**TEXT SHOWN**
-=-=-
Tim Brown: Innovation Through Design Thinking

by January 19, 2007

I recently caught a talk by Tim Brown, CEO of IDEO, about the role of design in corporate innovation. Here’s what I heard:

  • Design in everywhere these days especially on the minds of many CEOs many of whom don’t know how to make use of it.
  • Designers have a unique process for solving problems that Tim refers to as design thinking. When most people think about design they tend to focus on the deliverables –the end results. Companies that view design as JUST making things pretty or are missing the point.
  • Design thinking can be used to tackle a wide range of creative & business issues including developing strategies that help determine where a company can go in the future.
Design Thinking can be used to:
  • Drive strategy
    • Designers can visualize the future, they can show what it can look like.
    • No one knows how to act on strategy from Powerpoint or Excel, etc.
    • Example: HBO used design to envision the future of media distribution
  • Create new markets
    • Design can help create new value.
    • Example: Shimano used design to create a new form of biking, bikes, and messaging
  • Create new offerings
    • Example: Microjet (sub million dollar jet) is more safe and reliable than propeller planes and relies on a simplified pilot and maintenance experience to work
  • Create new business models
    • Design has a large impact on the shift from products to services
    • Build relationships with people vs. selling them products
    • This shifts cost models, revenue models, etc.
  • New application for technology
  • New ways of connecting to customers
  • Develop new partner relationships
    • Example: Kraft’s redesign of their supplier partner process created and additional 50 million dollar difference with one supplier alone
So what is Design Thinking?
  • It’s a human-centered approach to innovation.
  • Being human-centered is unique to design, Designers think about people first, then the business second. The opposite is true for most companies.
  • In the traditional Venn diagram of People (desirable), Business (viable) & Technical (feasible), design thinking solves the problem from the People perspective
  • Design thinking is supported by a rich set of tools, processes, roles, and environments. Designers work like craftsmen. They know when to use the right tool at the right time.
  • There are 3 important phases for design thinking: Inspiration, Ideation, Implementation
Inspiration
  • Everything hinges on inspiration. We need new insights to drive innovation.
  • The right way to get inspired is to get out into the real world: use the world as a source of inspiration not just validation.
  • Great designers are great observers of life. They get out there to look, listen, and try.
  • What’s the difference between design research and market research? Predictive market research is used by marketing to gauge the size of an opportunity. It is primarily a validation tool. Design research is an inspiration tool.
  • Designers gain empathy by looking at the world through other people's eyes in order to understand things at social, cultural, cognitive, emotional, and physical levels.
  • Designers often look at analogous situations for inspiration. For example, when doing research for surgery procedures an IDEO spent a day with a Nascar pit crew.
-=-=-
**Collected data**
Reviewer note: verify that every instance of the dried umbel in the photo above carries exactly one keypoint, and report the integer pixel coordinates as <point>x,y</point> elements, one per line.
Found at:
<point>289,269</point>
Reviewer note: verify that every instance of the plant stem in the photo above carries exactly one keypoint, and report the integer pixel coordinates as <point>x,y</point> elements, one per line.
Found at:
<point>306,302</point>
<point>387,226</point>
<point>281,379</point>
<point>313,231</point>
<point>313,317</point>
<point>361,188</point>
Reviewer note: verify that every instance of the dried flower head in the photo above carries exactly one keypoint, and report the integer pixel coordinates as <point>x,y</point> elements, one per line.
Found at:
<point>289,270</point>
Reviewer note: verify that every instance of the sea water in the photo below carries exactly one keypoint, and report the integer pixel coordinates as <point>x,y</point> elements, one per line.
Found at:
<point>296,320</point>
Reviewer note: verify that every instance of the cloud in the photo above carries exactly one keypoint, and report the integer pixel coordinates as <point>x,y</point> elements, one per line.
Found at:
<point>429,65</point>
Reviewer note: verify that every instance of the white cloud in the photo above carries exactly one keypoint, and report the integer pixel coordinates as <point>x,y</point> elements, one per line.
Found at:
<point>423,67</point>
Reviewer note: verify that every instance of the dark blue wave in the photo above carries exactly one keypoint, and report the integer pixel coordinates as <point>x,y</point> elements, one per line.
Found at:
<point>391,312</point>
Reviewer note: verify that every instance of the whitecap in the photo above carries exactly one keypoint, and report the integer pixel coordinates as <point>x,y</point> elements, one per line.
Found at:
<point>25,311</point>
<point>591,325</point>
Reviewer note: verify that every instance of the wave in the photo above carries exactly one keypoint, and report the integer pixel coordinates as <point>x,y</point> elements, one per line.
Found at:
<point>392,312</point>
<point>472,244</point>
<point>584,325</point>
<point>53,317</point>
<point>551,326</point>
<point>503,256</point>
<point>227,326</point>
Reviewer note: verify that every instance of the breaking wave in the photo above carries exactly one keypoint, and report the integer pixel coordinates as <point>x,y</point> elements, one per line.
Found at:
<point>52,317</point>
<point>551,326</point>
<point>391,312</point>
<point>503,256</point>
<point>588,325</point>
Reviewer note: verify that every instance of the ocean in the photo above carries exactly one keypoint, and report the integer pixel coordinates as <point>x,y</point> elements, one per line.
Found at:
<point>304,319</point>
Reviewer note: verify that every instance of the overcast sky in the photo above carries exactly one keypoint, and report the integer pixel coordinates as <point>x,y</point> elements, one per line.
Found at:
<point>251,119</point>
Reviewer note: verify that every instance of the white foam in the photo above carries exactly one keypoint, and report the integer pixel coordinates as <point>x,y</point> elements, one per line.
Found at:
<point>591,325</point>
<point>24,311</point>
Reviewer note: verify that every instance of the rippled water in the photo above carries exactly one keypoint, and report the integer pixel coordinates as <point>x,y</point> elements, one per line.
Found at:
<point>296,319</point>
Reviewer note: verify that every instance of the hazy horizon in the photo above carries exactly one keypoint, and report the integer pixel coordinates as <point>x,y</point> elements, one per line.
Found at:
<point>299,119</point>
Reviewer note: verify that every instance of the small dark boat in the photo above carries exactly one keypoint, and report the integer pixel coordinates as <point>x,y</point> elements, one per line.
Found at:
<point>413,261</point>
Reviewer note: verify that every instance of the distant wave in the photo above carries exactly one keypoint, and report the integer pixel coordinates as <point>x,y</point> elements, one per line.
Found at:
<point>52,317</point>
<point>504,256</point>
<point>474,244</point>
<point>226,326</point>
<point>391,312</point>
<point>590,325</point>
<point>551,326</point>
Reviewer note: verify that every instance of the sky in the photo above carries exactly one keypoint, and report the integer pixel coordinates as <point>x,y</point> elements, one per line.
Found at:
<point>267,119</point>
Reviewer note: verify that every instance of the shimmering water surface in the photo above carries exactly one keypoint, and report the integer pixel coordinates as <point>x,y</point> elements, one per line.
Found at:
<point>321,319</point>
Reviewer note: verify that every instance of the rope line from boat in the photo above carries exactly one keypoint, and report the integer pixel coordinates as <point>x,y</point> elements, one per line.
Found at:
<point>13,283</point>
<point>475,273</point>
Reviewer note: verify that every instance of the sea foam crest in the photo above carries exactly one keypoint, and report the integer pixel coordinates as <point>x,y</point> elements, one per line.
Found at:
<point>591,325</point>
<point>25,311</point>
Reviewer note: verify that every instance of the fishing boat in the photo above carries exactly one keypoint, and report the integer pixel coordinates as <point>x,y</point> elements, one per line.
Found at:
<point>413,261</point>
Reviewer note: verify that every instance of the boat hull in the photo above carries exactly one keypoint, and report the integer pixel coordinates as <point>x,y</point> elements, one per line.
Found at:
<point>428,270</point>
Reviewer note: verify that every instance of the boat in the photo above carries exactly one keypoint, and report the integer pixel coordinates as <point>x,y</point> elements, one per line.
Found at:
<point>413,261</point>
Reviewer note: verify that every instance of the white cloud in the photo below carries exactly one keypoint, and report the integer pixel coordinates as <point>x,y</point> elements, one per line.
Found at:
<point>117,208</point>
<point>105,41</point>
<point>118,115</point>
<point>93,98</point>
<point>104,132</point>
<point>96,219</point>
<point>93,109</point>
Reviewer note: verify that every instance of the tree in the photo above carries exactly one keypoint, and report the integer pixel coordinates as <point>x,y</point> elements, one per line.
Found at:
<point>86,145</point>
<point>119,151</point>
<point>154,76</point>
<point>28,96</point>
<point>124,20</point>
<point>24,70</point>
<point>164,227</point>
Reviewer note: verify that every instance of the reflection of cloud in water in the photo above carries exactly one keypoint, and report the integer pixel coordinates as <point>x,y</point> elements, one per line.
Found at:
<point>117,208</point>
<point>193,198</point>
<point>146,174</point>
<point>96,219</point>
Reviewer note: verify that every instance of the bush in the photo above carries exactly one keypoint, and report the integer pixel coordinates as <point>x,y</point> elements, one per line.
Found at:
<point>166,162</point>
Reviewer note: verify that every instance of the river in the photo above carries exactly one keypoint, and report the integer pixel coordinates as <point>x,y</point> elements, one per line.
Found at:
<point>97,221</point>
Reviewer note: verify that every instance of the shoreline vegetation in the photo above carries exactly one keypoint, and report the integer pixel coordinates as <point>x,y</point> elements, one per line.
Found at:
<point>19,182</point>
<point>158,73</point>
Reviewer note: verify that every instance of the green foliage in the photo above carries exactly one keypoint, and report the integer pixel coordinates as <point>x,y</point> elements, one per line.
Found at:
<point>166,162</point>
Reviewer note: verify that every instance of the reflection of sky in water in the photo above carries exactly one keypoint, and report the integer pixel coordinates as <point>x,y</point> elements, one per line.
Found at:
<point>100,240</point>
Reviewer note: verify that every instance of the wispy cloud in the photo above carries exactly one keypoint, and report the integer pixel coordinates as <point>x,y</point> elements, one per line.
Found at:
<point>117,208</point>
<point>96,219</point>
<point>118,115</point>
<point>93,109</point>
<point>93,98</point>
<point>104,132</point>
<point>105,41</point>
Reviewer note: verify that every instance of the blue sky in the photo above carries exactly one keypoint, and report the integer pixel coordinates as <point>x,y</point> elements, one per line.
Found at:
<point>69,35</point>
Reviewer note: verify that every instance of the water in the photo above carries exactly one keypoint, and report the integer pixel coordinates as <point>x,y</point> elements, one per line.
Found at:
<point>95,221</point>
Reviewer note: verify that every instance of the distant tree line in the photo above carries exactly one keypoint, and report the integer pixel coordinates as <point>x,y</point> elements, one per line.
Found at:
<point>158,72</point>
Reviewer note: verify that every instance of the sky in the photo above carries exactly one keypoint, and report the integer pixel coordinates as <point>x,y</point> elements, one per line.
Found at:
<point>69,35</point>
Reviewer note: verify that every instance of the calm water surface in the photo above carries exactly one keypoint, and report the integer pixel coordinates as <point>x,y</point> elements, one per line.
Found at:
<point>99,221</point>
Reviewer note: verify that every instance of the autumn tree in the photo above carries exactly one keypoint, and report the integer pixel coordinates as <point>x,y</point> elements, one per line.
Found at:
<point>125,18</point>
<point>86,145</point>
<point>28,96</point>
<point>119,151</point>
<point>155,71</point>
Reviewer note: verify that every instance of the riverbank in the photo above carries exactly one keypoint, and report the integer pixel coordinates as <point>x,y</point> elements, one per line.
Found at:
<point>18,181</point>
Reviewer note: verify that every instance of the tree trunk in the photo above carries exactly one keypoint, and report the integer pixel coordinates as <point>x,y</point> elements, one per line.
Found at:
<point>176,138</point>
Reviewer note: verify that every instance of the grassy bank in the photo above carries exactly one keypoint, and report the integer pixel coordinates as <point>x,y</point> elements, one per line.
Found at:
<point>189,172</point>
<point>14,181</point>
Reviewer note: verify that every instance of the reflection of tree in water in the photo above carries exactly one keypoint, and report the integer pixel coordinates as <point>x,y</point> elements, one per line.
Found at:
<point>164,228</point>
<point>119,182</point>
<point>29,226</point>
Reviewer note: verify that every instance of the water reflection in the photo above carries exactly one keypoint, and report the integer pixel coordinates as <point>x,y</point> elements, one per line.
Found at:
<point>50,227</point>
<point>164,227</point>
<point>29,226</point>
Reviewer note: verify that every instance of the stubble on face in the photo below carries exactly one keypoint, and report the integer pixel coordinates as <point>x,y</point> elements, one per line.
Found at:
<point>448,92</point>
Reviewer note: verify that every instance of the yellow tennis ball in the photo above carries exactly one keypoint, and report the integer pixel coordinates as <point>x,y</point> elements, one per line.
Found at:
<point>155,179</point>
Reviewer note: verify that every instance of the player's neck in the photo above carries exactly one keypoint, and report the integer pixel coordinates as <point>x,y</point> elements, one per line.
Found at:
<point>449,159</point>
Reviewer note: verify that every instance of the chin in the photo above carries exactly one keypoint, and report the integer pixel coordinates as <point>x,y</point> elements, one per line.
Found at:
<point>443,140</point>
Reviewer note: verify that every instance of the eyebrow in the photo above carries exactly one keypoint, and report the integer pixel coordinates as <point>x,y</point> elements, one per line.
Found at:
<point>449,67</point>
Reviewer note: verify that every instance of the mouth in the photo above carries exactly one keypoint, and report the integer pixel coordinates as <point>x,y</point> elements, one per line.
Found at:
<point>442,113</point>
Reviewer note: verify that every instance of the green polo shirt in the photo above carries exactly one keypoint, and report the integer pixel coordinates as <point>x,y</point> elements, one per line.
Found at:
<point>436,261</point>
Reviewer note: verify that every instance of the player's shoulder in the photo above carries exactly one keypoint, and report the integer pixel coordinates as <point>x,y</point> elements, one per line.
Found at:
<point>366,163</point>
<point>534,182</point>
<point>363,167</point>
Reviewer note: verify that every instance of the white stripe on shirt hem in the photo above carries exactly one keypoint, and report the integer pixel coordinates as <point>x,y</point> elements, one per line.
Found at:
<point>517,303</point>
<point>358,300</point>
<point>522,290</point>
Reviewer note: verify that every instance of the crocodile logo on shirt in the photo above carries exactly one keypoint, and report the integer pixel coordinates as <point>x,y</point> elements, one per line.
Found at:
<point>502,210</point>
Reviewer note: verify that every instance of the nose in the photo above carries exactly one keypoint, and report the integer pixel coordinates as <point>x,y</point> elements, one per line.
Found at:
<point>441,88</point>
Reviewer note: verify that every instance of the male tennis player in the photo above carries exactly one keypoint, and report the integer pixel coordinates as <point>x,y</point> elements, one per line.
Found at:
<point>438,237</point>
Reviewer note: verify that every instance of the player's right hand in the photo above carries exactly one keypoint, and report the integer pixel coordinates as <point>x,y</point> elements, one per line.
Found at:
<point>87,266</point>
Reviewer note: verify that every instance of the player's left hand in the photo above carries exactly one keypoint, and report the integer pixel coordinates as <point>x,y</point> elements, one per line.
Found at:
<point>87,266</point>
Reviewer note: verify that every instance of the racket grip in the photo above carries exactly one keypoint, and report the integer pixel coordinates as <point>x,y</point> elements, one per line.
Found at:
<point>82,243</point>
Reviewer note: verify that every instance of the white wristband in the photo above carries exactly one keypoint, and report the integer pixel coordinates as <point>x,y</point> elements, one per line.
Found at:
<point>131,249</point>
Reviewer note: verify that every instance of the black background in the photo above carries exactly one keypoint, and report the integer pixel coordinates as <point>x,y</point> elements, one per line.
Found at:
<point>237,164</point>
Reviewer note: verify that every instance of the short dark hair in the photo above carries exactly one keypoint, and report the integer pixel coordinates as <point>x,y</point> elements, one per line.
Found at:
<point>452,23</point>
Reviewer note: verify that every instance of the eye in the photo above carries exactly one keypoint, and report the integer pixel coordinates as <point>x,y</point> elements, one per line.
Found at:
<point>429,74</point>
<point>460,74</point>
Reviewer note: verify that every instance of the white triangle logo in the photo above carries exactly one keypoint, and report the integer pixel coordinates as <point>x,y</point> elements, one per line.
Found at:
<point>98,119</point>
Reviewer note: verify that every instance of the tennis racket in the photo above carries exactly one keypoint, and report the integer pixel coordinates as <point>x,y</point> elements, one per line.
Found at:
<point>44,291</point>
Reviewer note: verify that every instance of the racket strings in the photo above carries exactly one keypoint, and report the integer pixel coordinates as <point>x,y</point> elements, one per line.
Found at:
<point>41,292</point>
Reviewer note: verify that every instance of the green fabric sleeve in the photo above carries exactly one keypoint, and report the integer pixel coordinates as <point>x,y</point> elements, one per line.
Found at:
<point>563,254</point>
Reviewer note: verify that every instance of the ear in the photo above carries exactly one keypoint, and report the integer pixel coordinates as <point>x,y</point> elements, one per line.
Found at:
-=-=-
**REQUIREMENT 1**
In the design thinking notes, what are the three phases of design thinking?
**REQUIREMENT 2**
Extend the design thinking notes past their final bullet point, keeping the same bulleted style.
The entries stand apart from the design thinking notes and are separate material.

**TASK OUTPUT 1**
Inspiration, Ideation, and Implementation.

**TASK OUTPUT 2**
  • Insights come from extreme users and not from center of the bell curve. There’s little inspiration in average usage.
  • Kids are extreme users. They magnify issues that we have as adults.
Ideation
  • Building to think is essence of the prototyping process.
  • Prototypes can be very rough but they should always enable engagement & discussion. Prototypes don't have to be physical but do need to be tangible.
  • Designers might go though hundreds of iterations of prototypes so they need to be quick and easy to build.
  • McDonald's prototypes service models and scenarios in a giant reconfigurable lab in Chicago.
  • Prototyping makes a difference. Mcdonald’s saw kiosk usage rise from 7% to 90% after IDEO ideation process.
Implementation
  • Most things fail to get out because they can't make it through the organization.
  • Storytelling helps develop & express ideas to get them through organizations.
  • Stores can connect multiple stakeholders.
  • Stories can be films, presentations, physical experiences, or more.
  • IDEO often takes over a floor of a building and turns it into the strategy.
  • Sometimes, the story can be end the result: it creates new knowledge.
  • If designers tell story the right way, they can have enormous influence through design.
Managing Innovation
  • Most management teams are focused on growing a business.
  • As a result, designers need to know how to create growth from design thinking: extend, mange, create, adapt.
  • For new offerings & new users: create new markets, disrupt markets
  • For new offerings & existing users: extend brands, share of wallet, leverage users
  • Revolutionary, Evolutionary, and Incremental should be managed as a portfolio.
  • Revolutionary can make its way into Incremental & Evolutionary innovation
  • Valuable metrics: time to first prototype; portfolio outcomes; net promoter (effectiveness of how it impacts brand)

Design thinking is a human centered approach to problem solving. Its a process built from People (inspiration gained by looking & listening to them), Prototyping (ideating quickly to make things real), and Stories (getting things implemented by selling compelling narratives not "concepts").